## REQUIRED TASK:
Rewrite the data from the line with "# point at: clear" through the end, renaming "baseball cap" to "ball cap" and keeping everything else the same.

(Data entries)
○ ○ ○

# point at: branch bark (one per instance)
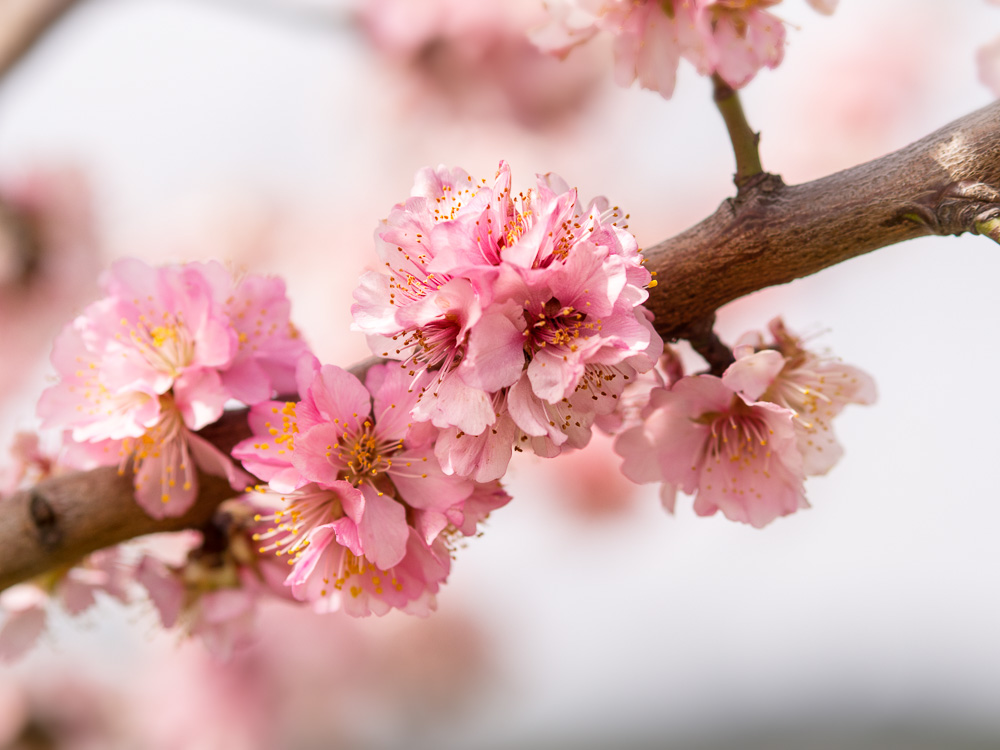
(946, 183)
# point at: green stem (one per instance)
(743, 138)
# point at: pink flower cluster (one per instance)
(731, 38)
(356, 499)
(745, 442)
(157, 359)
(522, 314)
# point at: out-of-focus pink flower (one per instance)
(214, 593)
(365, 511)
(74, 588)
(745, 442)
(157, 359)
(48, 254)
(734, 453)
(732, 38)
(814, 387)
(526, 309)
(477, 54)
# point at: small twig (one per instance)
(704, 340)
(743, 138)
(23, 23)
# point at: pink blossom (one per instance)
(732, 38)
(734, 453)
(73, 588)
(156, 360)
(524, 310)
(213, 594)
(476, 55)
(815, 388)
(48, 261)
(650, 37)
(357, 500)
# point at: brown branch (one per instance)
(60, 520)
(946, 183)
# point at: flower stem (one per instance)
(743, 138)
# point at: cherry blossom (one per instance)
(356, 498)
(731, 38)
(157, 359)
(815, 388)
(213, 594)
(476, 57)
(525, 310)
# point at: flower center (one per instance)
(365, 456)
(556, 326)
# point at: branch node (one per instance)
(45, 520)
(704, 340)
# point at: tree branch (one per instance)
(946, 183)
(741, 135)
(23, 23)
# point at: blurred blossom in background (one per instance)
(274, 135)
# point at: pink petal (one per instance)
(382, 530)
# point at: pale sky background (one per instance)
(201, 121)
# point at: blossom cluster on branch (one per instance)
(507, 321)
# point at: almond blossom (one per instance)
(525, 311)
(731, 38)
(707, 438)
(156, 360)
(745, 442)
(815, 388)
(356, 498)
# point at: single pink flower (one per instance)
(735, 454)
(815, 388)
(156, 360)
(524, 307)
(356, 490)
(733, 38)
(650, 36)
(477, 56)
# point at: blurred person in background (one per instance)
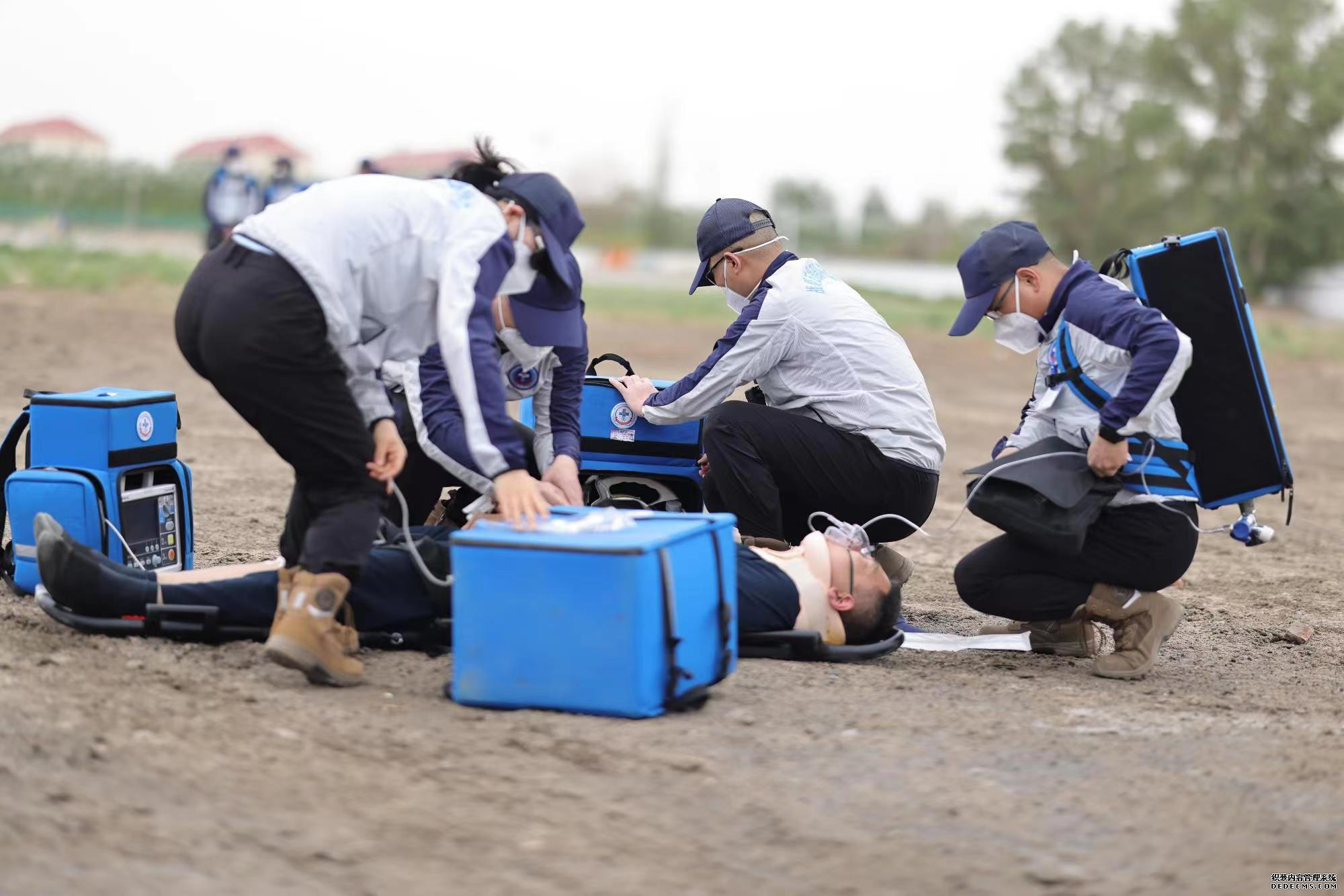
(841, 421)
(541, 353)
(292, 319)
(232, 194)
(283, 183)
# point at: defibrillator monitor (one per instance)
(150, 522)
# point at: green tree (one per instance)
(810, 212)
(877, 225)
(1228, 120)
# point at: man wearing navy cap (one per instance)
(542, 345)
(1107, 367)
(847, 425)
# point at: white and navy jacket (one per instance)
(397, 267)
(816, 347)
(556, 388)
(1109, 365)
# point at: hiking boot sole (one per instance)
(290, 654)
(1143, 671)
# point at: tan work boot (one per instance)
(347, 635)
(1072, 637)
(1143, 621)
(307, 636)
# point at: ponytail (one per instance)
(486, 170)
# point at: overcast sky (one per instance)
(907, 96)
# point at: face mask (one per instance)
(1018, 331)
(523, 353)
(736, 300)
(522, 275)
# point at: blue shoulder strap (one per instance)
(9, 464)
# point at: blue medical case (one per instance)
(101, 461)
(614, 440)
(1225, 405)
(632, 623)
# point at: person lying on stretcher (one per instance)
(821, 586)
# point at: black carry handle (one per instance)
(610, 357)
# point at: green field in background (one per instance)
(68, 269)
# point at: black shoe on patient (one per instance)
(84, 581)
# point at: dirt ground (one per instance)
(132, 766)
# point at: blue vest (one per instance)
(1158, 467)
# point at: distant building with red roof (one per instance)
(421, 165)
(259, 154)
(60, 138)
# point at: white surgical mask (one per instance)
(523, 353)
(736, 300)
(522, 275)
(1018, 331)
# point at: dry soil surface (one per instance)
(132, 766)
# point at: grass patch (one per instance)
(96, 272)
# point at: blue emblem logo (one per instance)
(523, 379)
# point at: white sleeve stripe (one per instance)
(411, 382)
(455, 312)
(710, 392)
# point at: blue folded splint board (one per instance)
(1225, 404)
(614, 440)
(632, 623)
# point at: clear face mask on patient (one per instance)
(736, 300)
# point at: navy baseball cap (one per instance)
(550, 314)
(993, 260)
(726, 222)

○ ○ ○

## WRITTEN RESPONSE:
# point at: clear face mask on patient (one per instance)
(736, 300)
# point at: navy ball cap (one per instance)
(550, 314)
(993, 260)
(726, 222)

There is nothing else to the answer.